Short task: Please identify each line in the entries below that contains the word "blonde" and copy those lines.

Records for this exercise:
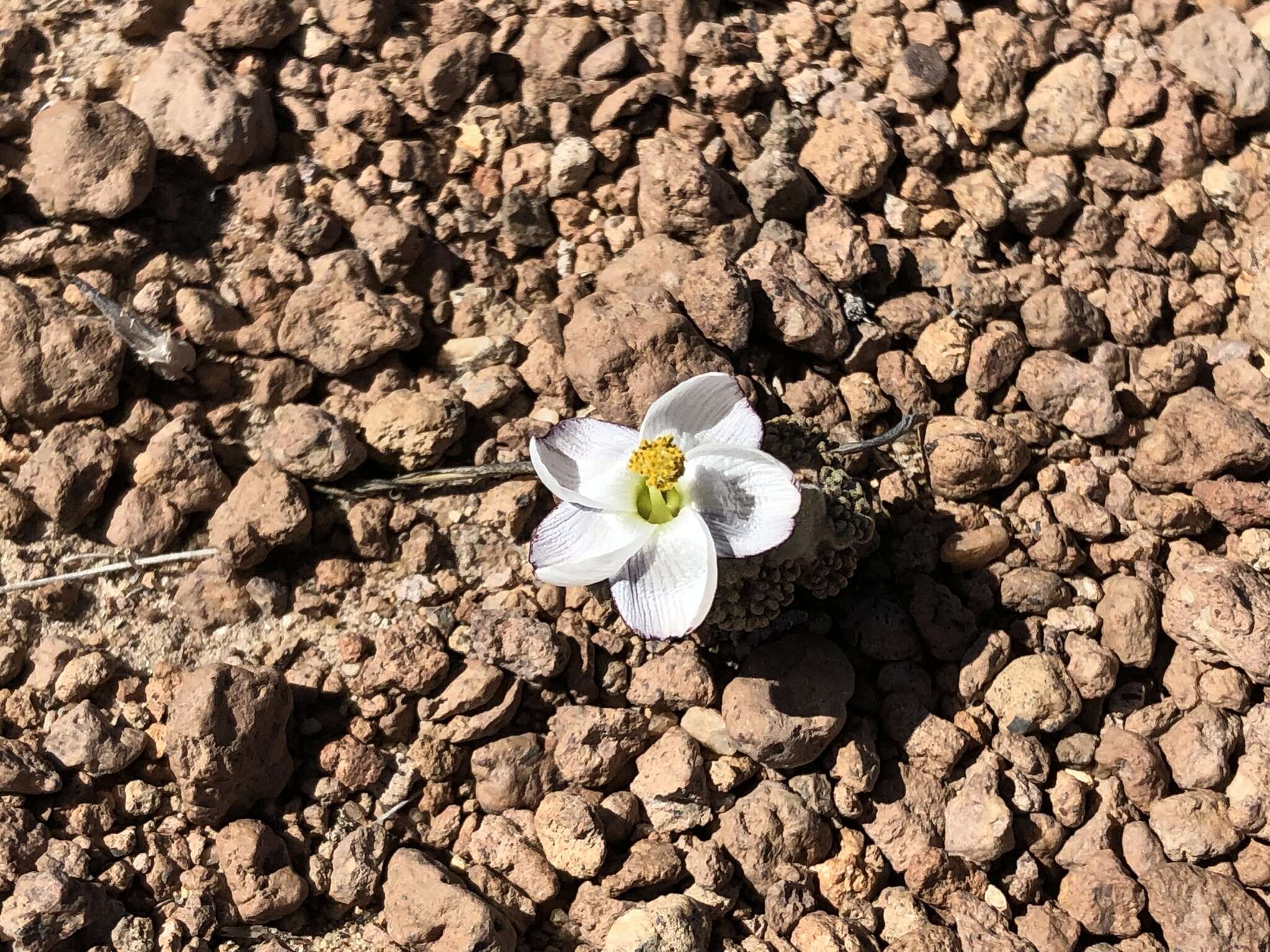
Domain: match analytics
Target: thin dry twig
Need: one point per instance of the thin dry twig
(427, 479)
(169, 356)
(906, 426)
(143, 563)
(397, 809)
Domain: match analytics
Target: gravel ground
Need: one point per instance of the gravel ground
(1002, 691)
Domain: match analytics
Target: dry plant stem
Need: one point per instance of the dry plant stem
(464, 475)
(906, 426)
(144, 563)
(427, 479)
(169, 356)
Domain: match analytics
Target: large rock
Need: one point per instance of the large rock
(228, 739)
(1071, 394)
(24, 771)
(68, 475)
(682, 196)
(789, 701)
(769, 827)
(1065, 108)
(259, 24)
(850, 154)
(1034, 692)
(89, 161)
(1202, 909)
(48, 908)
(796, 302)
(1197, 438)
(55, 367)
(1220, 58)
(1101, 895)
(1221, 610)
(623, 351)
(666, 924)
(83, 739)
(266, 509)
(195, 107)
(339, 323)
(968, 457)
(258, 871)
(429, 910)
(592, 744)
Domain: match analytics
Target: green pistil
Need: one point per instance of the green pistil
(657, 507)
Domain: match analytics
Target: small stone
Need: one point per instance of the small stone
(425, 904)
(789, 701)
(1034, 692)
(258, 871)
(571, 833)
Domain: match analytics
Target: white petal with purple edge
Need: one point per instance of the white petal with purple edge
(579, 546)
(586, 461)
(747, 498)
(709, 408)
(667, 588)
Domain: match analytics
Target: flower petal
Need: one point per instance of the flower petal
(709, 408)
(748, 498)
(579, 546)
(668, 586)
(585, 461)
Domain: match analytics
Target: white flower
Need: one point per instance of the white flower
(653, 509)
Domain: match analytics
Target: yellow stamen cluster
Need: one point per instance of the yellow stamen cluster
(658, 461)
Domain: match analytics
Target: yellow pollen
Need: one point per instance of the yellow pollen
(658, 461)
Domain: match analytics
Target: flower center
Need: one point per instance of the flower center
(658, 461)
(660, 464)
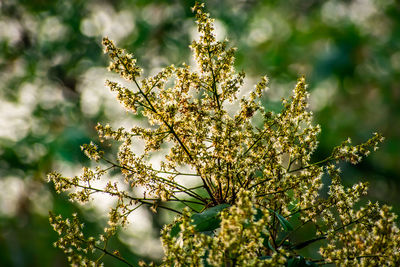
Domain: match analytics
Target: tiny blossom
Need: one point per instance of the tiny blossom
(261, 177)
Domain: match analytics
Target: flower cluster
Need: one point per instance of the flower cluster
(257, 185)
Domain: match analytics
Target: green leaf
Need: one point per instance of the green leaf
(208, 220)
(205, 222)
(285, 224)
(299, 261)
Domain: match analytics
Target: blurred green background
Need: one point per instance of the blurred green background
(52, 73)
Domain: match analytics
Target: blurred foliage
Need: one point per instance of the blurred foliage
(52, 72)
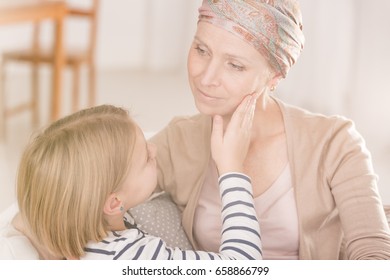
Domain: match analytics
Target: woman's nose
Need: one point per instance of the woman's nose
(211, 74)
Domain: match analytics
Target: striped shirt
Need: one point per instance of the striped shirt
(240, 232)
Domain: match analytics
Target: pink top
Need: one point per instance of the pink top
(276, 210)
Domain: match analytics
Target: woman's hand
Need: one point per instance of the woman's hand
(229, 148)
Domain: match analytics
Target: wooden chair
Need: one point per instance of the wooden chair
(35, 56)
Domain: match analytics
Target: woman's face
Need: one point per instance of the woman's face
(142, 178)
(223, 69)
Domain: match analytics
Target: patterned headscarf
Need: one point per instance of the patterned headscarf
(273, 27)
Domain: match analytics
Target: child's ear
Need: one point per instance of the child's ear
(113, 205)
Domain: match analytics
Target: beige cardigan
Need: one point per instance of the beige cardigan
(339, 209)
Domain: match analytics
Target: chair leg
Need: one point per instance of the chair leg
(92, 85)
(3, 107)
(76, 87)
(35, 95)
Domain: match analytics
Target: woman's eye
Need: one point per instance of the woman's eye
(236, 66)
(200, 50)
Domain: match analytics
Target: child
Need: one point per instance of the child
(78, 178)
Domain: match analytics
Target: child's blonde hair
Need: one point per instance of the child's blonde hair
(67, 172)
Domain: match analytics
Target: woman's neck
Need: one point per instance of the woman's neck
(268, 119)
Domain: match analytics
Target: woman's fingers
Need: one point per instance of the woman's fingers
(217, 132)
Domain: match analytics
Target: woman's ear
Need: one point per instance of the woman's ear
(113, 205)
(274, 81)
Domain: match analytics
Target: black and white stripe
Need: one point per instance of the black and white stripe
(241, 237)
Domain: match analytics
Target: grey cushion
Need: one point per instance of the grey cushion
(160, 217)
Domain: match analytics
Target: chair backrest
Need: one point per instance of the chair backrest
(88, 12)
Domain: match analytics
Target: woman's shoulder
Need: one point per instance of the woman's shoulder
(304, 119)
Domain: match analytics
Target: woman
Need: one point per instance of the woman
(315, 188)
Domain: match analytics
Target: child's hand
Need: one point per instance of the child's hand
(229, 149)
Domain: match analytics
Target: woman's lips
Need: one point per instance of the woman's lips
(206, 96)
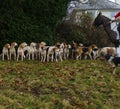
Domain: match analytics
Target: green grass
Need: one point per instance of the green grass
(71, 84)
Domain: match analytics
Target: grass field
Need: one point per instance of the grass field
(71, 84)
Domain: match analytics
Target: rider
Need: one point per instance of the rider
(117, 19)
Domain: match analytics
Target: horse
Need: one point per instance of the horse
(109, 29)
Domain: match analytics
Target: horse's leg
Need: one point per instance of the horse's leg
(118, 51)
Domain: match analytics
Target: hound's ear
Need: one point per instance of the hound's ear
(100, 13)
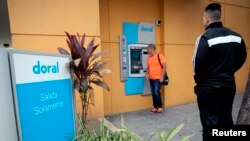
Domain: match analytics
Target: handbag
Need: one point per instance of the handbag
(165, 78)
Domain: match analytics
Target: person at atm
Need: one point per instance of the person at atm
(156, 67)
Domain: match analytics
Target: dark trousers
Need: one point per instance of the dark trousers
(215, 106)
(155, 85)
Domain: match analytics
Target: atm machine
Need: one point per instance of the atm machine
(137, 60)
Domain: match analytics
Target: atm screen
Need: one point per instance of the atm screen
(135, 55)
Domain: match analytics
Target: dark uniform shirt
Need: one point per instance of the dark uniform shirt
(219, 53)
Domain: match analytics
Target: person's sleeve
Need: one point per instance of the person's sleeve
(241, 55)
(162, 59)
(201, 57)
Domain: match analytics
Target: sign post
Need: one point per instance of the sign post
(8, 131)
(43, 96)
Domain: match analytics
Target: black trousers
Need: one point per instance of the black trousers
(215, 106)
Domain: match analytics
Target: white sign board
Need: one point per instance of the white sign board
(43, 96)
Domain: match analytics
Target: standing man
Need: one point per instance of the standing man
(219, 53)
(155, 73)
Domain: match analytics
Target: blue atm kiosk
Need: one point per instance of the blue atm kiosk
(138, 55)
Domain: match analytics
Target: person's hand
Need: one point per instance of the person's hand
(161, 80)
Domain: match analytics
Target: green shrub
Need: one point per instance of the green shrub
(123, 134)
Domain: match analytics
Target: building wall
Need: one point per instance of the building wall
(182, 24)
(40, 26)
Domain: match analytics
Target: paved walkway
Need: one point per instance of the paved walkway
(145, 123)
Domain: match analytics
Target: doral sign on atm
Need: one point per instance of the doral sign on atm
(146, 33)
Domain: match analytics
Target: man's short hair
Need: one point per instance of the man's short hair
(152, 46)
(214, 11)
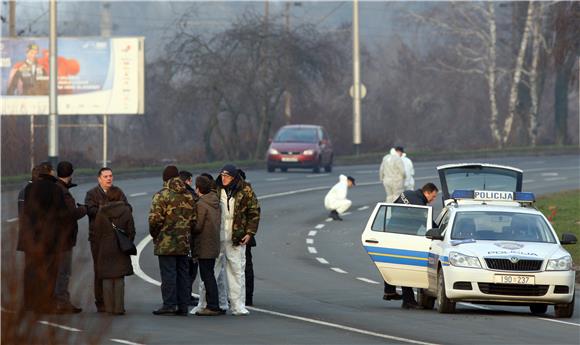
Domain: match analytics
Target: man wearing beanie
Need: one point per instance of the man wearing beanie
(69, 231)
(171, 219)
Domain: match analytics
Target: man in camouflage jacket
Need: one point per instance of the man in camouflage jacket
(171, 219)
(239, 224)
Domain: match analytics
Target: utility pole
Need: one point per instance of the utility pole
(356, 139)
(53, 116)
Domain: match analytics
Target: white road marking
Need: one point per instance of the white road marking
(341, 327)
(124, 341)
(66, 328)
(276, 179)
(549, 179)
(367, 280)
(322, 261)
(558, 321)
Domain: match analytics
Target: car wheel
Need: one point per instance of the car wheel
(538, 308)
(565, 310)
(425, 301)
(444, 305)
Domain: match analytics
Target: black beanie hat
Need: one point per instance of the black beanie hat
(64, 169)
(170, 172)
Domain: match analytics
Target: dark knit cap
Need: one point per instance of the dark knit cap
(229, 169)
(64, 169)
(170, 172)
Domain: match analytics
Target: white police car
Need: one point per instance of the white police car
(489, 245)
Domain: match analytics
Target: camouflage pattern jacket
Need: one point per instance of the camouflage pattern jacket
(246, 208)
(171, 218)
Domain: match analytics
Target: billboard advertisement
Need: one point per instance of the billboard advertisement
(96, 76)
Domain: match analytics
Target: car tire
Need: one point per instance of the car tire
(425, 301)
(565, 310)
(538, 308)
(444, 305)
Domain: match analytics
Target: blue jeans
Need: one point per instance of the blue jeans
(175, 280)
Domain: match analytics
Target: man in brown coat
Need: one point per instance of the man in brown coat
(207, 241)
(93, 200)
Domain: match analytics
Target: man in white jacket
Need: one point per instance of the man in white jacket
(392, 174)
(335, 200)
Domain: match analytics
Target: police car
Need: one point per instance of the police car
(488, 245)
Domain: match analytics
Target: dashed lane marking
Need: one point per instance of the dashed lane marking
(370, 281)
(56, 325)
(322, 261)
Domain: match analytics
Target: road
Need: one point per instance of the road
(314, 282)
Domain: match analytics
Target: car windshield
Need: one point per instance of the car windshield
(501, 226)
(297, 135)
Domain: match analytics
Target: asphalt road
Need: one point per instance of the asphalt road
(314, 282)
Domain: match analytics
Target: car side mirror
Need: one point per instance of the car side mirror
(568, 238)
(434, 234)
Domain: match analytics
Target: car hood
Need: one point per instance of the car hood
(294, 147)
(509, 249)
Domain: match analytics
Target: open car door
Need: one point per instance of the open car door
(394, 238)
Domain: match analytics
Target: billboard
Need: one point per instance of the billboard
(96, 76)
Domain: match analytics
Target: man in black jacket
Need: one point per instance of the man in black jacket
(69, 231)
(423, 197)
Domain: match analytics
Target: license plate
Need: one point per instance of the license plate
(513, 279)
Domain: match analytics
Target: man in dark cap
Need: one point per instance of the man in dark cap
(69, 231)
(93, 200)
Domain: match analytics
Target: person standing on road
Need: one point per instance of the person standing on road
(93, 200)
(39, 237)
(69, 232)
(171, 220)
(113, 265)
(239, 223)
(392, 174)
(206, 242)
(423, 196)
(335, 200)
(409, 170)
(187, 178)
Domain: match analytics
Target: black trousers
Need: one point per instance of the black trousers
(175, 280)
(408, 294)
(97, 282)
(249, 272)
(206, 267)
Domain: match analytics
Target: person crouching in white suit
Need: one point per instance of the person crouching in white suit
(335, 200)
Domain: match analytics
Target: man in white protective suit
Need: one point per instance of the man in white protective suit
(392, 174)
(335, 200)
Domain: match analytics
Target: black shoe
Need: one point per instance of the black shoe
(410, 305)
(392, 296)
(166, 311)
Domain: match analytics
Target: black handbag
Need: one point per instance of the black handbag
(125, 244)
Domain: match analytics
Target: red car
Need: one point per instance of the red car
(300, 146)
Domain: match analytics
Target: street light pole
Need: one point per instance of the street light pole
(53, 116)
(356, 140)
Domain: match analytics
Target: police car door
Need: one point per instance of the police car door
(394, 238)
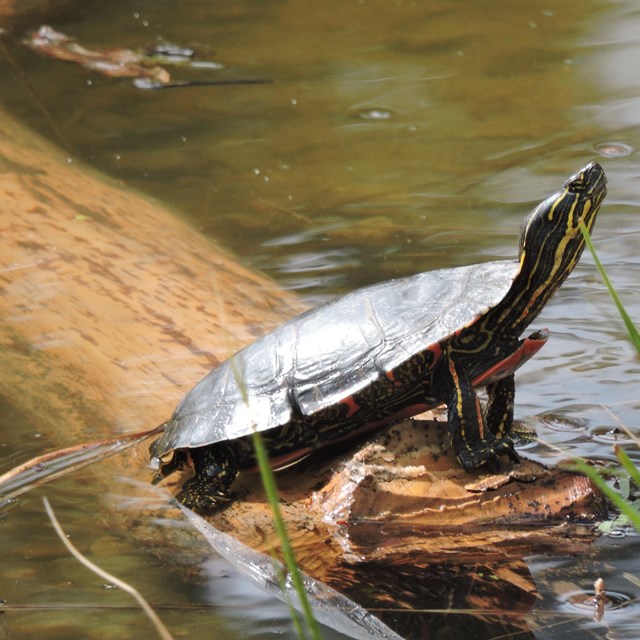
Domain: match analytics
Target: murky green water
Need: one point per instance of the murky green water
(396, 137)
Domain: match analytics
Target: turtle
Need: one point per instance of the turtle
(383, 353)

Response to this exercise:
Target: child's blonde hair
Need: one point per instance of the child's blonde hair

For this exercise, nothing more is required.